Change "single point" to "single dot" in the lines between the one holding "the truck windshield" and the one holding "of the side", inclusive, and give those lines again with everything else unchanged.

### Supplied data
..............................

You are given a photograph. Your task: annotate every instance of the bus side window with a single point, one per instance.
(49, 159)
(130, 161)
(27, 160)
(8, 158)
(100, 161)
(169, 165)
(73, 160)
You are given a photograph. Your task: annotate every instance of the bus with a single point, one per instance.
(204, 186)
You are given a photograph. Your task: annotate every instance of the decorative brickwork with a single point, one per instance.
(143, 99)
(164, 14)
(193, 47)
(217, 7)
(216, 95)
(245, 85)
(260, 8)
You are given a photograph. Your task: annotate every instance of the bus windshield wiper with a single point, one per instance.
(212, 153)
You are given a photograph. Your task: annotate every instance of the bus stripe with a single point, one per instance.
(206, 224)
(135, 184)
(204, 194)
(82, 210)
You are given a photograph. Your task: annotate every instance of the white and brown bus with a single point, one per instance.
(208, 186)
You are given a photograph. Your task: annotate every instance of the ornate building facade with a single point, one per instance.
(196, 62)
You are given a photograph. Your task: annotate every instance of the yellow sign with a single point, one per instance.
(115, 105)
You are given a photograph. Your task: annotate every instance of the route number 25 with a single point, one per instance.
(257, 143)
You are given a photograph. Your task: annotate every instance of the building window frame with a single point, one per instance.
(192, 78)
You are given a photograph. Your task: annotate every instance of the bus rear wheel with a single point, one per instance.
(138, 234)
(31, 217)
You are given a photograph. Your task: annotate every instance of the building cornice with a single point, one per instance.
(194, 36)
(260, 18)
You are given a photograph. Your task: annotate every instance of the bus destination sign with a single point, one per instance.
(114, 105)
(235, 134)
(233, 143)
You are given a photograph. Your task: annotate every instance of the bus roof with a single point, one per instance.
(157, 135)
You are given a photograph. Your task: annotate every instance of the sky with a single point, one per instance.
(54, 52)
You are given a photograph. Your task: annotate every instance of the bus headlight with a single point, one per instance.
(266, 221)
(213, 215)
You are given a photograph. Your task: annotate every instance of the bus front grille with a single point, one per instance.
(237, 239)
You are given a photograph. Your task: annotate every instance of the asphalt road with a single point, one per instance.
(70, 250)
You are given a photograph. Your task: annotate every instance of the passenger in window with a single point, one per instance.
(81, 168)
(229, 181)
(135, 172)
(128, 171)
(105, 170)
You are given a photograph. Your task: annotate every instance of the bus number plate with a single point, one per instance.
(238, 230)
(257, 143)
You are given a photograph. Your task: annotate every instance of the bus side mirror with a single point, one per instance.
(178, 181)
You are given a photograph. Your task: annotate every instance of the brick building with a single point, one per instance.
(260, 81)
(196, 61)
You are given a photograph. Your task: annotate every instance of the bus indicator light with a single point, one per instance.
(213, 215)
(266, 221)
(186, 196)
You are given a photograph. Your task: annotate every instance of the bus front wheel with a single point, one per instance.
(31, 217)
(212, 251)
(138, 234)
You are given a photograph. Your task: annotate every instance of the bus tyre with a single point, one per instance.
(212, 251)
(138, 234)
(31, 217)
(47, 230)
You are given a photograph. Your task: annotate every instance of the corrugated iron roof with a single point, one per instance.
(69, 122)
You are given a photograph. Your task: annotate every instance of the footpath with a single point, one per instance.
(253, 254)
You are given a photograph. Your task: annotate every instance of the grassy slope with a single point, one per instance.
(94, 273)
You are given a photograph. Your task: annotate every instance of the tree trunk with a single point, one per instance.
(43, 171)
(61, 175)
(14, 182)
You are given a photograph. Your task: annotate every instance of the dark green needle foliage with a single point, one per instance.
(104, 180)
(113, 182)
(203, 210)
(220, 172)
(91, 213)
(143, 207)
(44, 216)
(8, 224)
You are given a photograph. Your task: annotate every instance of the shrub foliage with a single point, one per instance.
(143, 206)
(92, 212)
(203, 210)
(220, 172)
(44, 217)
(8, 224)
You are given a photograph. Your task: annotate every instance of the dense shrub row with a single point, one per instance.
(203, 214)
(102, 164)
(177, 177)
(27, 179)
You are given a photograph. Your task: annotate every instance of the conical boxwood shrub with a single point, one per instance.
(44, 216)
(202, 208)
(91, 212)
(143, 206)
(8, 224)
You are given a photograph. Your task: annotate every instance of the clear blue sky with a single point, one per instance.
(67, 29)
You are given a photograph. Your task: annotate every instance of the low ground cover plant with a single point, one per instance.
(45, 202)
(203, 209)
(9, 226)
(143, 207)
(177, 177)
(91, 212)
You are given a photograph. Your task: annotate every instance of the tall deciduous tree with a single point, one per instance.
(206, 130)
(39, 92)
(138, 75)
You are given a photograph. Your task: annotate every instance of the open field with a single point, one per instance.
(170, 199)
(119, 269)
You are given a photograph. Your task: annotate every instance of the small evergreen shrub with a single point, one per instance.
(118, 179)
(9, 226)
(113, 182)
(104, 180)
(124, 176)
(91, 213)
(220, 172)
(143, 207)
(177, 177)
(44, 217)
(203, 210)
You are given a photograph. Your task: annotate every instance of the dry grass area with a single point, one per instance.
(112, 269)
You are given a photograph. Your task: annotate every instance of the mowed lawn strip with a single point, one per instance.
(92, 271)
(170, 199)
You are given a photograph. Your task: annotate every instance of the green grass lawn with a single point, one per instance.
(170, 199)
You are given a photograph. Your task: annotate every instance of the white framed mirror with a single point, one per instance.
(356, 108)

..............................

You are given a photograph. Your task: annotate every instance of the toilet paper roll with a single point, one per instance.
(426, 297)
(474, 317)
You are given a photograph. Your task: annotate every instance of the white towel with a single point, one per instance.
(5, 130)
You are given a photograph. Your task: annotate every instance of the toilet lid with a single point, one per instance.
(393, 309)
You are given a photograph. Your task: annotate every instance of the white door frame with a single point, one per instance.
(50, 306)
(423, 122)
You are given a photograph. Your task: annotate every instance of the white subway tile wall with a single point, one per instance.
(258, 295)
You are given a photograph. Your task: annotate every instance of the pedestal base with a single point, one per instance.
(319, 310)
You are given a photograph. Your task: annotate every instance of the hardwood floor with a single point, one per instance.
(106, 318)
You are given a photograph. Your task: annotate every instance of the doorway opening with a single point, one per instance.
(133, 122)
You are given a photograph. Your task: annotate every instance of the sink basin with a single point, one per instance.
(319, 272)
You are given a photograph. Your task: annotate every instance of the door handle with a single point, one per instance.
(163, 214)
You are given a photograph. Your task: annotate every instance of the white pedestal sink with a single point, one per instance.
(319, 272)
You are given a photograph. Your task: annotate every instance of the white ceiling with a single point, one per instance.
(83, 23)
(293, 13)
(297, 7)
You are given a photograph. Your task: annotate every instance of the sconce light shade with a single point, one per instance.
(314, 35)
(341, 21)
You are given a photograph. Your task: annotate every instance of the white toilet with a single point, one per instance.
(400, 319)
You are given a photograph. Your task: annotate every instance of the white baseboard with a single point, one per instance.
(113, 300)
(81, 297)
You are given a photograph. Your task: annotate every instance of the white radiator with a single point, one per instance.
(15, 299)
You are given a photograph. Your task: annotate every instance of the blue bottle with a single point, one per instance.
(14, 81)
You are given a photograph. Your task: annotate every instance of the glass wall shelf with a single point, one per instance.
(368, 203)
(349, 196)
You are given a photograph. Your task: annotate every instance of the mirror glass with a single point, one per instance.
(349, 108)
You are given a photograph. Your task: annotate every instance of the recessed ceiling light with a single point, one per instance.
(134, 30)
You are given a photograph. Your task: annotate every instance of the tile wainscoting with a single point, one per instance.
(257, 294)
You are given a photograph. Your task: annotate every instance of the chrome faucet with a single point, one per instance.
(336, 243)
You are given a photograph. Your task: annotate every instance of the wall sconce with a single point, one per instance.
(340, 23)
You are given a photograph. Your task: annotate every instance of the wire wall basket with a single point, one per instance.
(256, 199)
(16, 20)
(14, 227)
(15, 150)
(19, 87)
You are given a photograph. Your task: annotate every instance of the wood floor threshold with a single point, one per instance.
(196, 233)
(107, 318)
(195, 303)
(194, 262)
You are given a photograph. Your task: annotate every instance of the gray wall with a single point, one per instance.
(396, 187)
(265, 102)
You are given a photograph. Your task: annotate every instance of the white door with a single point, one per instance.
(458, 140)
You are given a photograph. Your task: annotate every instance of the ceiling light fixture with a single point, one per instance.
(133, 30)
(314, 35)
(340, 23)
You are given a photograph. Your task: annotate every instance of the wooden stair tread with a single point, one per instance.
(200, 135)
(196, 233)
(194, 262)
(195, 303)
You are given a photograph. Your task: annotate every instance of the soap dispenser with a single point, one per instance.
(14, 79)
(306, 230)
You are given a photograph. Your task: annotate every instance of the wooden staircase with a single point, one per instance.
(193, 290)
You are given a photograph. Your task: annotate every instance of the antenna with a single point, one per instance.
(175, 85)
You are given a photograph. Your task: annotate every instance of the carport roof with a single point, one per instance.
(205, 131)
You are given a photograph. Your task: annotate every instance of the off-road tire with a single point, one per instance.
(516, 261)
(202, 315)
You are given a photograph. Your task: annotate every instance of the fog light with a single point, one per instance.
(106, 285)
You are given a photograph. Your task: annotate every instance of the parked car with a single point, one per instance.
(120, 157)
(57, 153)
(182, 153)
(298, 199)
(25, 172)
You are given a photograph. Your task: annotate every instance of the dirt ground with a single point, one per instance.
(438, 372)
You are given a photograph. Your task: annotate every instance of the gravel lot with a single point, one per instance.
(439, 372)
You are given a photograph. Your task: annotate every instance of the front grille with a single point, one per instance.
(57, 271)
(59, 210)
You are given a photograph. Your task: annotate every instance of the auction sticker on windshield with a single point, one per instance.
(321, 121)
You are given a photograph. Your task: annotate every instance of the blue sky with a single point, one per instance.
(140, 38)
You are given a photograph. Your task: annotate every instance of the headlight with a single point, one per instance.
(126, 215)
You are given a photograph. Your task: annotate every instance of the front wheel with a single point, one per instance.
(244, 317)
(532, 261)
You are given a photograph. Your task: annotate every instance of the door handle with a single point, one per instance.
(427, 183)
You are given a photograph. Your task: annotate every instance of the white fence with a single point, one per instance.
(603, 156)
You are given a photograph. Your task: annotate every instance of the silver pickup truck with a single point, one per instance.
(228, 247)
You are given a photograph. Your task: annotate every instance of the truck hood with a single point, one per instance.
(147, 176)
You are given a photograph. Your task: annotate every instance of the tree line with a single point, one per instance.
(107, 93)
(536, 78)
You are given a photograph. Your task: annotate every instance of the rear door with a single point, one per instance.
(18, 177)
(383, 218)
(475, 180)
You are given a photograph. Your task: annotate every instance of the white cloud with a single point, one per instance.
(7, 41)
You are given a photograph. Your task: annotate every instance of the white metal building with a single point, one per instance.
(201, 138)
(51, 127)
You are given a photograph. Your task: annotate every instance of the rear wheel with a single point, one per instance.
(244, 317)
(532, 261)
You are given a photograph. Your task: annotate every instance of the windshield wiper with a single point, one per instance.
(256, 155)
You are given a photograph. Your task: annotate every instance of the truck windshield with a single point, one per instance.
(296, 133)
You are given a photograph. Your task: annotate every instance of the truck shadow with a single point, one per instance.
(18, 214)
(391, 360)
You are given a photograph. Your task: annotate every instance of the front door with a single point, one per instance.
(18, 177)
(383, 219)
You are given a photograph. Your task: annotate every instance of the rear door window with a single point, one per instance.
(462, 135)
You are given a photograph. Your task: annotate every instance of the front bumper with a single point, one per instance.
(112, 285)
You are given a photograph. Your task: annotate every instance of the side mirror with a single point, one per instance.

..............................

### Final result
You are given a photograph. Your task: annotate every instance of the truck windshield with a single dot, one per instance.
(296, 133)
You are given a photograph. Your task: annotate every instance of the truck shadow with a single dot, one per instance.
(18, 214)
(391, 360)
You are given a photograph. Your task: annotate every instance of the front door with a single dot, one per instance.
(18, 177)
(383, 219)
You are given a photograph. Your task: annotate every instance of the rear door window with a single dot, one per instance.
(462, 135)
You are given a photograph. Your task: annotate every instance of the front bumper with a single dot, one per instance.
(112, 285)
You are given a photograph. Your task: annotate every instance of the side mirror with a single dot, one per instance.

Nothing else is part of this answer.